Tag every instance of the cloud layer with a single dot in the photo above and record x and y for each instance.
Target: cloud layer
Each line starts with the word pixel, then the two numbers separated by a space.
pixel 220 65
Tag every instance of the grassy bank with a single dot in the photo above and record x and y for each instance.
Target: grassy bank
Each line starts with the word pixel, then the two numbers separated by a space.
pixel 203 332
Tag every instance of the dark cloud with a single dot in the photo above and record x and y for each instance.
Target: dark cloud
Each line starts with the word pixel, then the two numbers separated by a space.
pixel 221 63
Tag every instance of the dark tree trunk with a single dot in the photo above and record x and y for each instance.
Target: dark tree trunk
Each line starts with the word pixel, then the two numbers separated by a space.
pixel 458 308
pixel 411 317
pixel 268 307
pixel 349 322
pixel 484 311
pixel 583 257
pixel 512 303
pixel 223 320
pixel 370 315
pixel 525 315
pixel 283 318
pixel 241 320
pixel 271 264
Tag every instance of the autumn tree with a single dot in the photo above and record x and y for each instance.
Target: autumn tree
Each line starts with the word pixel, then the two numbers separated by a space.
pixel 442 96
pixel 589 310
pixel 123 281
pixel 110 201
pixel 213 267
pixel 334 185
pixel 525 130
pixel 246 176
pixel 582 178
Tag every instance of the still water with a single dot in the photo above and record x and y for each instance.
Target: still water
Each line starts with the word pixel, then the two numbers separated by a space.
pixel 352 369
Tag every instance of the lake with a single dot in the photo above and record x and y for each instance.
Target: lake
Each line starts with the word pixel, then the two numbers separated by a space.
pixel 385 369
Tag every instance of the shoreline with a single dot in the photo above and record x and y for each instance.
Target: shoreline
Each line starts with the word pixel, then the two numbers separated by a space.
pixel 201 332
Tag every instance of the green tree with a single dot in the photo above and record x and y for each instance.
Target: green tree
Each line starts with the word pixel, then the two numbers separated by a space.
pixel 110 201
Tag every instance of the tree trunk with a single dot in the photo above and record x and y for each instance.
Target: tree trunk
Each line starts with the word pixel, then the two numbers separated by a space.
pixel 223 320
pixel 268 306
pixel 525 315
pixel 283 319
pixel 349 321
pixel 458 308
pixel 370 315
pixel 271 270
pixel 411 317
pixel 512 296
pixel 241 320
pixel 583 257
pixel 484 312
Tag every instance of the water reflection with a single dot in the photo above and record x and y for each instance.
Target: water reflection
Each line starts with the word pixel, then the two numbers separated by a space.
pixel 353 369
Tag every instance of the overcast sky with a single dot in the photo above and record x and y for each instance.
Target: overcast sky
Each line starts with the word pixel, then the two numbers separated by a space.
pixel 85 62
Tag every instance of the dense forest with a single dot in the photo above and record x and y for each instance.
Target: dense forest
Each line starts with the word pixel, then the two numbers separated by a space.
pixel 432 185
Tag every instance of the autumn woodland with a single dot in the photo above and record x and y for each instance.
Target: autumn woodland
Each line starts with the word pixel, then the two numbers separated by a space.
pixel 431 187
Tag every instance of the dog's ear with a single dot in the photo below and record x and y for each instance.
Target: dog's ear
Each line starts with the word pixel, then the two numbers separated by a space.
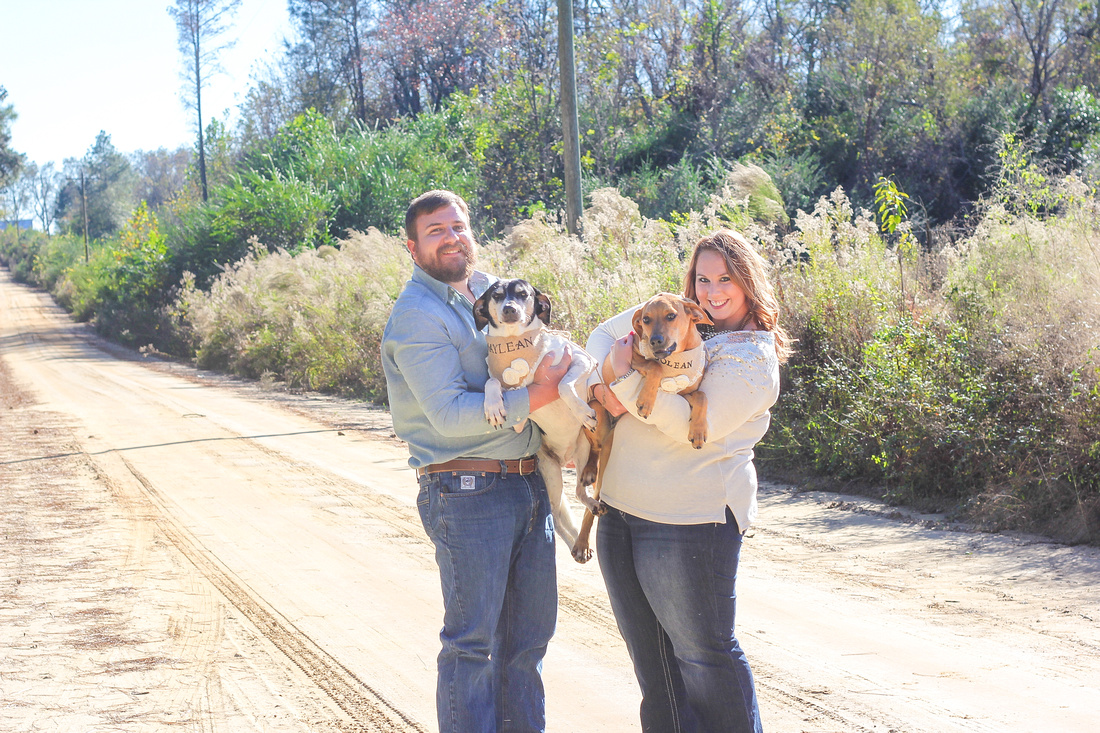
pixel 481 310
pixel 541 306
pixel 696 314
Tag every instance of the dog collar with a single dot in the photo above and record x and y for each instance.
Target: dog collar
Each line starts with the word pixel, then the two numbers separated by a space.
pixel 512 358
pixel 682 369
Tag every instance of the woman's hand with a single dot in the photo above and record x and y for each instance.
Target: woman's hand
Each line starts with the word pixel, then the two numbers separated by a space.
pixel 543 386
pixel 619 357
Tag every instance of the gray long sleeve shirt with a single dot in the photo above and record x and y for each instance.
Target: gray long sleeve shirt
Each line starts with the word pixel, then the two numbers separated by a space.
pixel 433 359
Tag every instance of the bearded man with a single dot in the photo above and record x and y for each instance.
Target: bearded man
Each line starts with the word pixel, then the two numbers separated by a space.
pixel 482 501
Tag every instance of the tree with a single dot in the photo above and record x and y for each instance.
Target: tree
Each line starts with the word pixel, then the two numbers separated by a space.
pixel 163 174
pixel 10 161
pixel 1043 25
pixel 109 190
pixel 201 25
pixel 332 46
pixel 42 183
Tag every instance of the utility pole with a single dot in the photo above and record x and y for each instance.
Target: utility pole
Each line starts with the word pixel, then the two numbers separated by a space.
pixel 84 200
pixel 569 123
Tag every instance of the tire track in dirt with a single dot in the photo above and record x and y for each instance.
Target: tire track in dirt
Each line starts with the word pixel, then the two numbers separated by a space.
pixel 370 712
pixel 589 610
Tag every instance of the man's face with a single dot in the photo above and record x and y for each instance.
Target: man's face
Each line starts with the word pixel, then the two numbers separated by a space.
pixel 443 245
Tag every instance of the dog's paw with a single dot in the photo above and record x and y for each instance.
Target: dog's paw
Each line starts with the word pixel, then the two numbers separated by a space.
pixel 587 417
pixel 589 478
pixel 678 383
pixel 496 418
pixel 515 372
pixel 697 439
pixel 591 503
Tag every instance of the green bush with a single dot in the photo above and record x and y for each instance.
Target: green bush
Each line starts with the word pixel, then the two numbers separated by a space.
pixel 975 389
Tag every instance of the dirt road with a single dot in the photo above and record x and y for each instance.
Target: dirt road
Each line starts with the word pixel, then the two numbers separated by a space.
pixel 180 549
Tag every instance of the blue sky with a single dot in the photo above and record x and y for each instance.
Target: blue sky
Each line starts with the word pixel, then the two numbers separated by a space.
pixel 74 67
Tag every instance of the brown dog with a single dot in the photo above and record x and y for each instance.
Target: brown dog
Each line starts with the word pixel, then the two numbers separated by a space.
pixel 668 352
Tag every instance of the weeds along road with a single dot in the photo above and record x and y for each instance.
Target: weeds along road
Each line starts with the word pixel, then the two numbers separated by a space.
pixel 183 548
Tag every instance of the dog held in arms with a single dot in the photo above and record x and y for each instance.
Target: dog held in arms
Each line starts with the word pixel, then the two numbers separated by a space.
pixel 518 316
pixel 668 352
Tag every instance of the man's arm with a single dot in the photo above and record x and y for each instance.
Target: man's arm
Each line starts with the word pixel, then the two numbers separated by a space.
pixel 431 368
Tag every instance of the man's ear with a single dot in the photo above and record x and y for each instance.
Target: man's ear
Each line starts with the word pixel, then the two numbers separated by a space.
pixel 481 310
pixel 542 306
pixel 696 314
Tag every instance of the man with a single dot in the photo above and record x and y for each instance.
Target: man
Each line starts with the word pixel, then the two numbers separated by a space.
pixel 482 501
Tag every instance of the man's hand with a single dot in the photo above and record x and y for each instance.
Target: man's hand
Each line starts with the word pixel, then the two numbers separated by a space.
pixel 622 354
pixel 607 398
pixel 543 386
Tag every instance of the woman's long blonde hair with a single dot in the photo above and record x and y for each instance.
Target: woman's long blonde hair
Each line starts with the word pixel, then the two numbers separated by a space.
pixel 749 271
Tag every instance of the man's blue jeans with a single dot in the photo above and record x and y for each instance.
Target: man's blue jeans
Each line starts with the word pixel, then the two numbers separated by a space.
pixel 672 591
pixel 495 550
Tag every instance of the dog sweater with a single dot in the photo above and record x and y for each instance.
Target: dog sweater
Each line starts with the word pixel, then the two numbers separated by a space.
pixel 682 369
pixel 513 358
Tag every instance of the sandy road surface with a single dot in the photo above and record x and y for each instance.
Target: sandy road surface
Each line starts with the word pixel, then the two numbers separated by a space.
pixel 182 551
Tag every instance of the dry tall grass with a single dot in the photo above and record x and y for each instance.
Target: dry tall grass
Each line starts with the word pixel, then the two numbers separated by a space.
pixel 964 379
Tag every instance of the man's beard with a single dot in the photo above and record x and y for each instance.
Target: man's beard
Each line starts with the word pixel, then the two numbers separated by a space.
pixel 451 273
********************
**What to produce**
Where a line in the material contains "sweater", copy that line.

**Result**
Tag every instance of the dog sweater with a single dot in the photo above and record x and y for each instance.
Target: dog sweater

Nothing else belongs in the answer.